Required work: Retype, word for word, each line between the lines holding "Target: shirt collar" and "Target: short black hair", inclusive, and leave the rest of the data alone.

Dataset entries:

──────────────────────────────

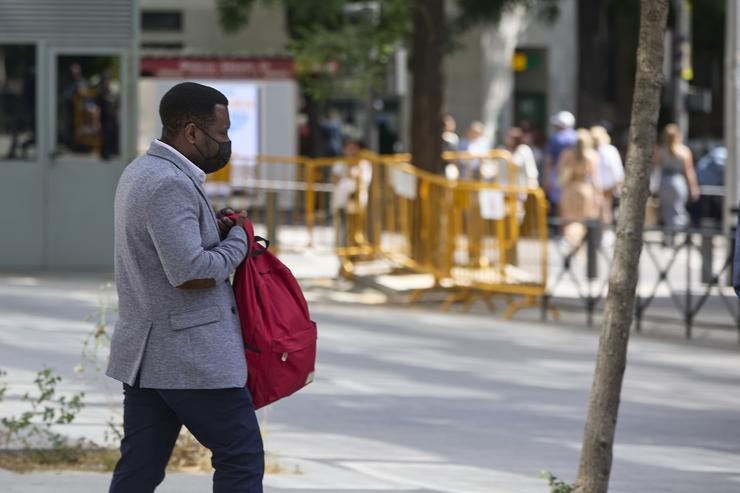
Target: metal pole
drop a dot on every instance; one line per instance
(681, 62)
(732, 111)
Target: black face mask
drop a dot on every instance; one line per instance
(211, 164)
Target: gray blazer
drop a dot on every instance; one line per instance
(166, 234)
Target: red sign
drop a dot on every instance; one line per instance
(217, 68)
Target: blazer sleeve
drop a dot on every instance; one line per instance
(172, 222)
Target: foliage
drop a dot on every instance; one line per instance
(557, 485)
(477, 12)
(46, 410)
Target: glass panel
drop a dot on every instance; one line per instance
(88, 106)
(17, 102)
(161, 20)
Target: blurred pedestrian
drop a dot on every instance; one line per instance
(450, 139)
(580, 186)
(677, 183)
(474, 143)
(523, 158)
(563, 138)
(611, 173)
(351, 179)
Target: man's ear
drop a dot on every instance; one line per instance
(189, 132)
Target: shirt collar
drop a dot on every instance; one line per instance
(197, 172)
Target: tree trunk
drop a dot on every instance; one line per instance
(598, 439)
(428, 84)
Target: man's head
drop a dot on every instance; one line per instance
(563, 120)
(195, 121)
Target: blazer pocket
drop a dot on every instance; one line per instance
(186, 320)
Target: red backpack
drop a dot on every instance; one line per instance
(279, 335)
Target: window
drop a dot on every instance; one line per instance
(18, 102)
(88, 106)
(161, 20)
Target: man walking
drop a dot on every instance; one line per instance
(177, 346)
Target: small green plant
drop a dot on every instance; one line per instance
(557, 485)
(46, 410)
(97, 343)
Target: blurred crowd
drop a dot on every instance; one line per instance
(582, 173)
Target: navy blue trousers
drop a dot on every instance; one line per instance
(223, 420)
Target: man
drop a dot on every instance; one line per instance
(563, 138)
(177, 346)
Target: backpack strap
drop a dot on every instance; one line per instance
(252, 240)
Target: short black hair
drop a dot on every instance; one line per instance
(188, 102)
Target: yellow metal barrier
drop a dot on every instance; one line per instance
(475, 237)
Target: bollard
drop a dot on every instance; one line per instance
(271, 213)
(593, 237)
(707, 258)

──────────────────────────────

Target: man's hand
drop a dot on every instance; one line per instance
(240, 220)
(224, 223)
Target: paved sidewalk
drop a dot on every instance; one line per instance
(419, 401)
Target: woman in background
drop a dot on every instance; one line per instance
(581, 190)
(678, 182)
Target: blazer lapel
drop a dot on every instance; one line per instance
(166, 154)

──────────────────────────────

Worked solution:
Target: shirt collar
drop a dot on every instance; one line per instance
(197, 172)
Target: tree trunk
drop a dot on every instance; one line per instance
(598, 439)
(428, 84)
Target: man's head
drop a dot on every instance; one line per instance
(563, 120)
(195, 121)
Target: blazer pocket
drop a dot on every instance; one line per instance
(186, 320)
Target: red backpack
drop a dot on every instance; one line per instance
(279, 335)
Target: window
drop a dot on every instance; one line per instance
(18, 102)
(88, 106)
(161, 20)
Target: man walking
drop a dot on every instance; one line per instance
(177, 346)
Target: small green plant
drop a dot on every instance; one line per instance
(557, 485)
(46, 410)
(97, 343)
Target: blurred crowd
drop a dot on every instance; one line per instance
(582, 173)
Target: navy blue trousers
drop a dot on every instance; one line per instance
(223, 420)
Target: man
drop a dot on every instance; one line per instance
(563, 138)
(177, 346)
Target: backpack strap
drop a dot on every instance; one line per instance
(252, 240)
Target: short black hair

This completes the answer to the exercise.